(begin)

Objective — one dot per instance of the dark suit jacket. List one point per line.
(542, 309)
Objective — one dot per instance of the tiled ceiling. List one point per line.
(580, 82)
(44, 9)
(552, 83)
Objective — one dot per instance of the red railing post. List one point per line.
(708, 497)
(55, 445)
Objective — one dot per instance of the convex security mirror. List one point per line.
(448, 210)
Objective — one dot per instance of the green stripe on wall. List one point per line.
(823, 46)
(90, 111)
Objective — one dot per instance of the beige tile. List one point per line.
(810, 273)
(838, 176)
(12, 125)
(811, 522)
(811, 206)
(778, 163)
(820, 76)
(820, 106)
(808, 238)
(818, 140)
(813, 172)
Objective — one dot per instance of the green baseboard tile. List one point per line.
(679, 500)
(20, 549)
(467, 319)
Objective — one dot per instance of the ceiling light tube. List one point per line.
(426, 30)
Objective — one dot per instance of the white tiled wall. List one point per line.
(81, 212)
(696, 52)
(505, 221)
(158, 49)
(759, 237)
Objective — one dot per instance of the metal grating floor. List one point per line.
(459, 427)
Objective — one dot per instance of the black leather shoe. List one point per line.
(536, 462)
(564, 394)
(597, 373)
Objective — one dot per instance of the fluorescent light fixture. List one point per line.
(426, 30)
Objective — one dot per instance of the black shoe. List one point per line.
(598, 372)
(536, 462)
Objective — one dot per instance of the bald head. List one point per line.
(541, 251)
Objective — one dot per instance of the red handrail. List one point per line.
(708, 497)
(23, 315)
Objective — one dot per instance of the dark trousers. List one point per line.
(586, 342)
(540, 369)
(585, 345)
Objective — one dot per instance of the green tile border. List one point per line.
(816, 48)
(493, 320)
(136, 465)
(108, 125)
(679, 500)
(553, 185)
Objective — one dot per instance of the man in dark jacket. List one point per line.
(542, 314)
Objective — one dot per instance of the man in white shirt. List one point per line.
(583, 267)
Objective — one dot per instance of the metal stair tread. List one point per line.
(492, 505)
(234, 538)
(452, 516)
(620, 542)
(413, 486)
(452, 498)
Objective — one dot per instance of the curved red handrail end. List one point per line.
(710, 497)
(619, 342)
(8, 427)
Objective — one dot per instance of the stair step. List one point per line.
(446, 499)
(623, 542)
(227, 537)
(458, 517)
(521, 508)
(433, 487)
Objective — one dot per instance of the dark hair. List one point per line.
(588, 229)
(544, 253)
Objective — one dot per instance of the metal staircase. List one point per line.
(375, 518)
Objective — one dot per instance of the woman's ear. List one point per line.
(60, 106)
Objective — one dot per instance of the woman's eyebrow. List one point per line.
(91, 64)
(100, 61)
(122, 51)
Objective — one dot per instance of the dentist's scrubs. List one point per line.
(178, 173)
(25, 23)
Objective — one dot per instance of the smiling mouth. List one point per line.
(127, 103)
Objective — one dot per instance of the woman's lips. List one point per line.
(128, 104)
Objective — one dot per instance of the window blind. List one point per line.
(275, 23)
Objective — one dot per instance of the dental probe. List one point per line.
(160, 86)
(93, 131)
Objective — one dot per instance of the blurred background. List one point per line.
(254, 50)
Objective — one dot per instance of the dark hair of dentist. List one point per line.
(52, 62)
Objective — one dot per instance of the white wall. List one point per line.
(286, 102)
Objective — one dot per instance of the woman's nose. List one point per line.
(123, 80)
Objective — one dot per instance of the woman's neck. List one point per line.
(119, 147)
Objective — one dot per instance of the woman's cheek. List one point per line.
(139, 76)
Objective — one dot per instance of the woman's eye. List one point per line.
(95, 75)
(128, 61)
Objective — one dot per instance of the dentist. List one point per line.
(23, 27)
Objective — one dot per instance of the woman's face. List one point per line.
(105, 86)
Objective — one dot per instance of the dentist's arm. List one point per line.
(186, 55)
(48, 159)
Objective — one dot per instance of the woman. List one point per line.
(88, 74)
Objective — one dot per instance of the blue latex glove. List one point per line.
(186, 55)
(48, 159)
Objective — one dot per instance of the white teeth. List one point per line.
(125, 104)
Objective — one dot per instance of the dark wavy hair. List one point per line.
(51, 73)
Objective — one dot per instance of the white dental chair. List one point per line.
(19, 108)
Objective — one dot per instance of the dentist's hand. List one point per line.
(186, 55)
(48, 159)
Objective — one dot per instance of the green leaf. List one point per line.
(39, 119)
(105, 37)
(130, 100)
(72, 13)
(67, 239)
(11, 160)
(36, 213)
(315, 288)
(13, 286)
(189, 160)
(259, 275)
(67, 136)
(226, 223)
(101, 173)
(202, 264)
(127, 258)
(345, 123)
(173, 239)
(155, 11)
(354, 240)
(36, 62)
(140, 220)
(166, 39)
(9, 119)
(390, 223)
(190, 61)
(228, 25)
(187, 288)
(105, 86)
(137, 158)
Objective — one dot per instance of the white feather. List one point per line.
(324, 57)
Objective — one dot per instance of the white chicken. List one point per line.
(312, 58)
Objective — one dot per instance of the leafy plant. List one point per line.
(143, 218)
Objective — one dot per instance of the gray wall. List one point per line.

(end)

Repeat the data precisely, line by line.

Objective — one dot per instance of the dark suit jacket. List one point per line.
(542, 309)
Objective — one dot per instance of the tiled ceiling. List one point per line.
(580, 82)
(44, 9)
(552, 83)
Objective — one dot per instance of the red railing post. List one point per line.
(708, 497)
(55, 445)
Objective — one dot per instance of the convex security mirror. List one point per line.
(448, 210)
Objective — one dot per instance of the green stripe on wall. List one point per line.
(823, 46)
(90, 111)
Objective — one dot per instance of the beige tile. List one point per line.
(810, 273)
(838, 176)
(12, 125)
(811, 522)
(811, 206)
(778, 163)
(820, 76)
(820, 106)
(808, 238)
(818, 140)
(813, 172)
Objective — one dot per instance of the green baseboard tile. List one point per line.
(679, 500)
(20, 549)
(467, 319)
Objective — one dot per instance of the ceiling light tube. List one point per line.
(426, 30)
Objective — one dot per instance of the white tiled wall. List one point per line.
(81, 212)
(696, 52)
(505, 221)
(158, 49)
(759, 237)
Objective — one dot per instance of the metal grating floor. List one point per line.
(459, 427)
Objective — one dot per instance of the black leather shoe. List one point per line.
(536, 462)
(564, 394)
(597, 373)
Objective — one dot per instance of the fluorescent light fixture. List one point per line.
(426, 30)
Objective — one dot per instance of the black shoe. List one point per line.
(598, 372)
(536, 462)
Objective — one dot per instance of the bald head. List one point per line.
(541, 251)
Objective — one dot per instance of the red handrail. List one point per line.
(708, 497)
(23, 315)
Objective — one dot per instance of the dark trousers. List one point per line.
(586, 342)
(540, 369)
(585, 345)
Objective — one dot per instance of the green tile border. List one point per line.
(816, 48)
(493, 320)
(136, 465)
(108, 125)
(679, 500)
(553, 185)
Objective — one dot per instance of the man in dark jacket. List one point per line.
(542, 314)
Objective — one dot per instance of the man in white shirt. List one point per line.
(583, 267)
Objective — one dot per instance of the metal stair tread. List one point per line.
(492, 505)
(234, 538)
(452, 516)
(620, 542)
(413, 486)
(452, 498)
Objective — one dot per instance of the curved red handrail end. List one point per line.
(710, 497)
(619, 342)
(8, 427)
Objective — one dot per instance of the stair step. List one point per line.
(446, 499)
(623, 542)
(227, 537)
(458, 517)
(521, 508)
(433, 487)
Objective — one dot per instance of the dark hair. List one point per line.
(588, 229)
(544, 253)
Objective — one dot per instance of the metal staircase. List one point per line.
(375, 518)
Objective — one dot per instance of the woman's ear. List one point per line.
(60, 106)
Objective — one dot per instance of the woman's eyebrow. List one point per line.
(91, 64)
(100, 61)
(122, 51)
Objective — one dot per instance of the dentist's scrubs. List one point per line.
(178, 173)
(25, 23)
Objective — one dot per instance of the smiling mouth. List one point per line.
(127, 103)
Objective — one dot per instance of the woman's lips. List one point per line.
(128, 104)
Objective — one dot per instance of the window blind. List one point per line.
(275, 23)
Objective — one dot per instance of the dental probe. List one point per line.
(160, 86)
(93, 131)
Objective — one dot per instance of the blurred background. List one point per line.
(254, 50)
Objective — one dot per instance of the dark hair of dentist. List one point per line.
(52, 62)
Objective — one dot per instance of the white wall. List one point per line.
(286, 102)
Objective — one dot per instance of the woman's nose. List one point per line.
(123, 80)
Objective — one dot per instance of the woman's neck. List one point per line.
(119, 147)
Objective — one dot per instance of the woman's cheek. List one point per line.
(139, 76)
Objective — one dot per instance of the woman's eye. List one point per line.
(95, 75)
(128, 61)
Objective — one dot per instance of the dentist. List one point per line.
(23, 27)
Objective — one dot per instance of the woman's face. List one point per line.
(105, 86)
Objective — one dot per instance of the dentist's arm. List one point per line.
(186, 55)
(48, 159)
Objective — one dot per instance of the woman. List one point per line.
(88, 74)
Objective — one dot per instance of the blue latex glove. List one point per line.
(186, 55)
(48, 159)
Objective — one dot per instance of the white teeth. List one point per line.
(125, 104)
Objective — one dot per instance of the dark wavy hair. List one point per line.
(51, 73)
Objective — one dot per instance of the white dental chair. List one point per line.
(19, 108)
Objective — one dot per instance of the dentist's hand. List one point per line.
(186, 55)
(48, 159)
Objective — one dot per instance of the green leaf. List one point per line.
(39, 119)
(105, 37)
(130, 100)
(72, 13)
(67, 239)
(11, 160)
(36, 213)
(315, 288)
(13, 286)
(189, 160)
(259, 275)
(67, 136)
(226, 223)
(101, 173)
(202, 264)
(127, 258)
(345, 123)
(173, 239)
(155, 11)
(354, 240)
(36, 62)
(140, 220)
(166, 39)
(9, 119)
(390, 223)
(190, 61)
(228, 25)
(187, 288)
(105, 86)
(137, 158)
Objective — one dot per instance of the white feather. List one point per line.
(324, 57)
Objective — one dot per instance of the white chicken. List one point per line.
(312, 58)
Objective — one dot per instance of the leafy plant. List one point per line.
(143, 218)
Objective — one dot per instance of the gray wall. List one point per line.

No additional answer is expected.